5 Questions with Leah Landau and Rhiannon Newton

Leah Landau

Leah Landau

Rhiannon Newton: Do you remember the first flicker of an idea for Summer Bone and can you explain it?
Leah Landau: The first flicker of Summer Bone came in an image of a plump, ripe orange hanging from a tree. The weight, colour and abundance of the fruit reminded me of a woman who is constantly pregnant. I bought some oranges and experimented with the weight of the fruit, and then stuffing the orange with another orange. I also buried them. I found there was a type of violence in burying perfectly made natural food. I went back and forth between oranges and improvising in the studio, and Summer Bone was born.

What’s your favourite thing about the work?
I like how each section of the work requires a particular attention. Although the dance is improvised and changes each night, there are some very clear methods and instructions. Some of these instructions are impossible to do, and I enjoy working with the movement complexity that comes from that.

What’s the background of the title Summer Bone?
I wanted a title that insinuated freshness, but had something hard in the middle. Some alternative titles included Mountain Dance, The Prairie, The Harvest or my favourite Womb Salad which thankfully didn’t make the cut.

Any plans for your time in Sydney?
I’ll be catching up with family and friends – and definitely heading to the beach!

Is there something in Summer Bone that you feel like you are, or will be solving, or continuing in your next piece?
Part of my research for Summer Bone was looking at deep time and how the Earth was formed. I created a practice of writing how the universe started in four minutes, then repeating this three times.

****************

- OBJECTIVE 1
According to the interview with Leah Landau, what image first sparked the idea for Summer Bone?
- OBJECTIVE 2
Carry the Leah Landau interview forward from its final sentence.

- Dataset excerpt

****************

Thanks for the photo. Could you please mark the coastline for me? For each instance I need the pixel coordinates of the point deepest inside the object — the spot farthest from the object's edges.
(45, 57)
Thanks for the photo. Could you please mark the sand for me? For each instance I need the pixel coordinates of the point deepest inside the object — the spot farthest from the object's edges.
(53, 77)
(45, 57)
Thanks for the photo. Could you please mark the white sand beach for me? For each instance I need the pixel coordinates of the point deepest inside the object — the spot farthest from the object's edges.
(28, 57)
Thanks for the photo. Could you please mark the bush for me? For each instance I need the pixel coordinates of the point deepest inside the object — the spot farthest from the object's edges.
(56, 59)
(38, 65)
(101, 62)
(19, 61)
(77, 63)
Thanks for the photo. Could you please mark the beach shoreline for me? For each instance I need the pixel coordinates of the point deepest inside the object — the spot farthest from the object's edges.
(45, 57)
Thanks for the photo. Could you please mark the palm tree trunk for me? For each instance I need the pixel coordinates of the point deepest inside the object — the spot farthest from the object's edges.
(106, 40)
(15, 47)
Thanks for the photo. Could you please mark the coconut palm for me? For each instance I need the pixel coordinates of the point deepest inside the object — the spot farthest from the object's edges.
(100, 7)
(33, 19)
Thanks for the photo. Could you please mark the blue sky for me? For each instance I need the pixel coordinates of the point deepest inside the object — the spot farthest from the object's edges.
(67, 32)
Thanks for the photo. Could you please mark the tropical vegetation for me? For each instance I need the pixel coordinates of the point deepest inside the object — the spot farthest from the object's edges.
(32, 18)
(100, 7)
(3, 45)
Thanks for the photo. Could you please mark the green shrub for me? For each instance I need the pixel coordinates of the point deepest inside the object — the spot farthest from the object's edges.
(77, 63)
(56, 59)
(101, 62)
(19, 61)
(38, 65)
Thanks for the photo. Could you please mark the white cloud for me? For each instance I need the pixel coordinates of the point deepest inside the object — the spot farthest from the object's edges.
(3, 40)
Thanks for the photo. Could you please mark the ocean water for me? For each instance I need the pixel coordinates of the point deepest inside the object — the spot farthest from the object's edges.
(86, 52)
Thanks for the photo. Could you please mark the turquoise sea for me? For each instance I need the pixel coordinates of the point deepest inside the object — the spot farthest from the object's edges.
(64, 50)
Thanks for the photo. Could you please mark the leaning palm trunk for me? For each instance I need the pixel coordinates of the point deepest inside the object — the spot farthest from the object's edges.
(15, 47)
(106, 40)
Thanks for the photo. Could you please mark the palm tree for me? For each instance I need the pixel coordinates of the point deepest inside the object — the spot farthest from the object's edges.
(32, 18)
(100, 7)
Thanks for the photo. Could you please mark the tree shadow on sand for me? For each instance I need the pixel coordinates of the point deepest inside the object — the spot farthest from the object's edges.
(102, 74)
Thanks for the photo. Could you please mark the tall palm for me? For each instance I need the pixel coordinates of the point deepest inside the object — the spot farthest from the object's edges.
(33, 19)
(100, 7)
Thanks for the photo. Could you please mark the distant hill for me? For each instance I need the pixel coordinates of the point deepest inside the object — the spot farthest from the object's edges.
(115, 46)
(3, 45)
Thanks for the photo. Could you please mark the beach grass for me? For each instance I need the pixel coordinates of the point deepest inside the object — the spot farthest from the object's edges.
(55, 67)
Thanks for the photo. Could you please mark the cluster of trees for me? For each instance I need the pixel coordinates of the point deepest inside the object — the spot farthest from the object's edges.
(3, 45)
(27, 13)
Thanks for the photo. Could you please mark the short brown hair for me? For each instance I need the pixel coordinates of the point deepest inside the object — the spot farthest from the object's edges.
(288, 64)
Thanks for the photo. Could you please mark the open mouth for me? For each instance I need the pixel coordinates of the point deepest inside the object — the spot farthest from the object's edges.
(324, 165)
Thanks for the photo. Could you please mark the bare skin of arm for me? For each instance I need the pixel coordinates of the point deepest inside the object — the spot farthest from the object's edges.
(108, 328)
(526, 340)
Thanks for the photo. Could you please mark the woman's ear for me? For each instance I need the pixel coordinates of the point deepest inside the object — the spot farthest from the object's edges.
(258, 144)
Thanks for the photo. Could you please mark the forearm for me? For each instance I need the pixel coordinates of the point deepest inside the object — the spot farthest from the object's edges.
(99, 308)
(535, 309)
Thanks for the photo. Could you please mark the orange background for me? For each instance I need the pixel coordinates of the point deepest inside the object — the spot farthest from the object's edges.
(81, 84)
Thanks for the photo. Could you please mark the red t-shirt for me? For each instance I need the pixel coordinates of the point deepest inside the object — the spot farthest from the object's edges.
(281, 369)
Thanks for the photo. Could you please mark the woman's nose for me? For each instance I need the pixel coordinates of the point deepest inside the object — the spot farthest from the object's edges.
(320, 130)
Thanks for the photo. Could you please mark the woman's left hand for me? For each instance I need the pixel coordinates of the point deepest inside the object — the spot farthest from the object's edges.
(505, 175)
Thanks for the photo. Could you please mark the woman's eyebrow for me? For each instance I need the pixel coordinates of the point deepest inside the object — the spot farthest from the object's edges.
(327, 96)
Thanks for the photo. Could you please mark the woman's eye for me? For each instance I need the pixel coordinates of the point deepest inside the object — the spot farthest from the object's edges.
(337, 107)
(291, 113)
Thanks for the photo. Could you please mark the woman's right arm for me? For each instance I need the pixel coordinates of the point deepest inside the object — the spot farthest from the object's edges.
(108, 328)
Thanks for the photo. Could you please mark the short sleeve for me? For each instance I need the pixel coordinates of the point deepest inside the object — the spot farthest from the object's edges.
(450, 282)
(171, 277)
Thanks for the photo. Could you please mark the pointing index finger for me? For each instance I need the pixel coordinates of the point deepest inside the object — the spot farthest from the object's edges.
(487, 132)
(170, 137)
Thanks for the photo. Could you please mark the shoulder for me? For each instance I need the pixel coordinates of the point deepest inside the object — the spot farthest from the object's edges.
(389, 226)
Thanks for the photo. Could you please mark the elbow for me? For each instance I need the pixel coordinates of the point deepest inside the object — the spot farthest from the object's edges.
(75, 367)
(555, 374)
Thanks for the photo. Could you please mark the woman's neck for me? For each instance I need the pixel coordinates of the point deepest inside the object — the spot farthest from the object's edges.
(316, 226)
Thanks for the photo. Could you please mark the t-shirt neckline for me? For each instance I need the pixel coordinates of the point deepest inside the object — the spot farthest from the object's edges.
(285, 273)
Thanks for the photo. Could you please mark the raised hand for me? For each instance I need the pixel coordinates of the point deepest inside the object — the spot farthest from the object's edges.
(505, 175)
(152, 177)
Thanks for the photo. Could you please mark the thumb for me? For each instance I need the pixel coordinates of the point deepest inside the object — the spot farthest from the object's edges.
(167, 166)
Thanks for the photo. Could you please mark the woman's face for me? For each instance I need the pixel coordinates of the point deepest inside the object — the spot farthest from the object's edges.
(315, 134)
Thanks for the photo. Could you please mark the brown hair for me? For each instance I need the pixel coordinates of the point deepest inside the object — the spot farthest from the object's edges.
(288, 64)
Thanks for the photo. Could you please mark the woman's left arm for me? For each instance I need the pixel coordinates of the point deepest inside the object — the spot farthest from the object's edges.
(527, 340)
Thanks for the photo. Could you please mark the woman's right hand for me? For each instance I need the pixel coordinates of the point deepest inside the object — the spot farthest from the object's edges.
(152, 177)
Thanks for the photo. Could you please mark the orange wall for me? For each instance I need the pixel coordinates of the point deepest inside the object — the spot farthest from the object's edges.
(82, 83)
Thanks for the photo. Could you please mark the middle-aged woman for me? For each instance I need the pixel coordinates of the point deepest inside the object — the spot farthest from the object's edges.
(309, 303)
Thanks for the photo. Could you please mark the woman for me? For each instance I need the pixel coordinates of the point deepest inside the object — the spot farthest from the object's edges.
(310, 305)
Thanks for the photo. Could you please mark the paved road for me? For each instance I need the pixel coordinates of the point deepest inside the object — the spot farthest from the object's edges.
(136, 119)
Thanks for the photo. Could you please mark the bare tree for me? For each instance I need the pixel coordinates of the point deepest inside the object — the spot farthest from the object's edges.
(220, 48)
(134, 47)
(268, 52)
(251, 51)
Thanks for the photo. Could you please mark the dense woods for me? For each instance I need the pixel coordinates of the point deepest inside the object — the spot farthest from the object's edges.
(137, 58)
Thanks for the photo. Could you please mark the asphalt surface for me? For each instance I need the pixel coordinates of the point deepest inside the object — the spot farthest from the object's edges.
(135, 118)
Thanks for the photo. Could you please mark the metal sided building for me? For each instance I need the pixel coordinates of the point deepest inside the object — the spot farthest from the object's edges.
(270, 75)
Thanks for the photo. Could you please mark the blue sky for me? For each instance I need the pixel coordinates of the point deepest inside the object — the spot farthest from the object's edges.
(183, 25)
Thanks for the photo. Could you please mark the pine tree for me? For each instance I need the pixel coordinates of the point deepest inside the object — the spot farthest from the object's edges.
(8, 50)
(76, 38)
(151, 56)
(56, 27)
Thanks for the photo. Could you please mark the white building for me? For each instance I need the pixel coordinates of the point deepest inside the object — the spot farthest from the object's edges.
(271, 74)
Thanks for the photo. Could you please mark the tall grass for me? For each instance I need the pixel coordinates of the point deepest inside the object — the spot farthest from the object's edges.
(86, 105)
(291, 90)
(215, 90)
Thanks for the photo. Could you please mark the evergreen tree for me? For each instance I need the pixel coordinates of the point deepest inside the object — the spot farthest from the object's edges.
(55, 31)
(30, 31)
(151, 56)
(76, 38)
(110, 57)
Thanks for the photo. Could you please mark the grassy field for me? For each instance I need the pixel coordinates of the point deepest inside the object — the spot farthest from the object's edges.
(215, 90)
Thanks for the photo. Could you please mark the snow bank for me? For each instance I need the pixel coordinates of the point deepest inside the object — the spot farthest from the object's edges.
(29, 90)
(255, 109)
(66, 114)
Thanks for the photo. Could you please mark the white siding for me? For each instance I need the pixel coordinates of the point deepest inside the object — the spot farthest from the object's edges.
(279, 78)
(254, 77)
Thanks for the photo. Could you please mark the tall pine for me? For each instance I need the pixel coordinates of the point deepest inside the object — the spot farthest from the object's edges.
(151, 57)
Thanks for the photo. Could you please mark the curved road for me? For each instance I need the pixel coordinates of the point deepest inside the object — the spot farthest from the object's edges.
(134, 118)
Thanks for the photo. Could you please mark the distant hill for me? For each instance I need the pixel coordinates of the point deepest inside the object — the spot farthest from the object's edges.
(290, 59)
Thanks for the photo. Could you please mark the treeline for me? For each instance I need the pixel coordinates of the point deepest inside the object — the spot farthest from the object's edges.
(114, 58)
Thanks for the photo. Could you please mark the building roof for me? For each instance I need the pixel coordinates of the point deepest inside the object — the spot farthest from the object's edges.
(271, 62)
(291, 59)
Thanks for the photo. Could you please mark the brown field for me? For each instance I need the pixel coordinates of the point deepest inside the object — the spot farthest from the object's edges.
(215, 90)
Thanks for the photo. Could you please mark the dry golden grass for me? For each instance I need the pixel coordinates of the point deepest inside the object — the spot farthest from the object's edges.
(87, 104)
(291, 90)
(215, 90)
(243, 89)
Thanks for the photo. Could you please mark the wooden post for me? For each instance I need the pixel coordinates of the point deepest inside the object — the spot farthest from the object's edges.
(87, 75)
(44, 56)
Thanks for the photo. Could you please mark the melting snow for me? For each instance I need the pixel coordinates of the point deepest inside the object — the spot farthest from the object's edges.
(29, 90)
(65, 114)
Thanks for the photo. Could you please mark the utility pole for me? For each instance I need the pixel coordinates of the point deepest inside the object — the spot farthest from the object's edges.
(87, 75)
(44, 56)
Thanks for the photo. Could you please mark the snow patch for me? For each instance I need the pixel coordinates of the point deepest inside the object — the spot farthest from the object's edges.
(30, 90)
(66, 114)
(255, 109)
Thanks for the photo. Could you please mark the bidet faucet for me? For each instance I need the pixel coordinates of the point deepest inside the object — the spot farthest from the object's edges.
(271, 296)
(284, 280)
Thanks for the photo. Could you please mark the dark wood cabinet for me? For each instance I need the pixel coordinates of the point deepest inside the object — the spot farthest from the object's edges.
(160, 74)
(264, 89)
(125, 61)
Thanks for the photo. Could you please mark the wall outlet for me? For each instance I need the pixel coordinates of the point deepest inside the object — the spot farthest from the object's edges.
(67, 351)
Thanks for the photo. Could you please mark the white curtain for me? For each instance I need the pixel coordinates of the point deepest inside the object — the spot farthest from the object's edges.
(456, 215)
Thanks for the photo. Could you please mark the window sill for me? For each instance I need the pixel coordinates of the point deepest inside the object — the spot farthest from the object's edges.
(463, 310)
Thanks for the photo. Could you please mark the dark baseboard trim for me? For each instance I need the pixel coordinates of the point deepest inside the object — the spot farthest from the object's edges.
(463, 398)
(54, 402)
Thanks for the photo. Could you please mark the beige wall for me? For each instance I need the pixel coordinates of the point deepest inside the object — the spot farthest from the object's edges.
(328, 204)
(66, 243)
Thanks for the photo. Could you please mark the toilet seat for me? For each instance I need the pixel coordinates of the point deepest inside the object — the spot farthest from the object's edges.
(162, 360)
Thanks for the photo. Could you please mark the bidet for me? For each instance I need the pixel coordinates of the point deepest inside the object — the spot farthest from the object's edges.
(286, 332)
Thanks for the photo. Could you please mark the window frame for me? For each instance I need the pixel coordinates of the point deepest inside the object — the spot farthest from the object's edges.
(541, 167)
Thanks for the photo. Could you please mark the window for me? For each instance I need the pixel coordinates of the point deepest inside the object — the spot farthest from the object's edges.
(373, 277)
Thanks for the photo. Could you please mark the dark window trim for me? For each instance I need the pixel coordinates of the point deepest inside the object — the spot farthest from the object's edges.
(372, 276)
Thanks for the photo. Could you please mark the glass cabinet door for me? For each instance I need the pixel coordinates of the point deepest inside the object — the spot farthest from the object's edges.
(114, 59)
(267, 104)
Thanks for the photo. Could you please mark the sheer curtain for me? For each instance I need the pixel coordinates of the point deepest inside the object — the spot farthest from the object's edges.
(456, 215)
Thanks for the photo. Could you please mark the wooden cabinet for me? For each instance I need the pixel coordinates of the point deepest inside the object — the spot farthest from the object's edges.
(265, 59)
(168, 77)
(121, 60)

****************

- RESPONSE 1
A plump, ripe orange hanging from a tree.

- RESPONSE 2
I’m interested in how different beginnings form under pressure, and will continue this in my next work, The Space Hour which has its first development in October at Arts House, Melbourne. It’s a group experience/performance that takes place on the journey from Earth to a new planet, re-imagining a third space of performance between now and the future.

Rhiannon Newton

Rhiannon Newton

Leah Landau: When did you first fall in love?
Rhiannon Newton: I think I fall in love a lot – particularly when I’m travelling, but not necessarily with people. I think I fall in love with beautiful, generous, awesome things – things, moments or places that are phenomenal and unexplainable. I don’t know when I first fell in love, I probably should say my boyfriend – I remember loving my cat a lot, I think I almost choked it once because I hugged it so tightly.

What’s one work you wished you made?
If I’d made it I don’t think I would love it so much, but there’s a couple of works that have really stayed with me, even though I saw them years ago the images and feelings from them are still very vivid and visceral. One of them would probably be a work I just saw in Avignon by Eszter Salamon called Monument 0. It was a really intense study of war dances from cultures that have been at war in the past 100 years – it was a quite political work that was still really grounded in dance – I hope it comes to Australia at some point.

What’s the most pleasurable thing about performing Assemblies For One Body?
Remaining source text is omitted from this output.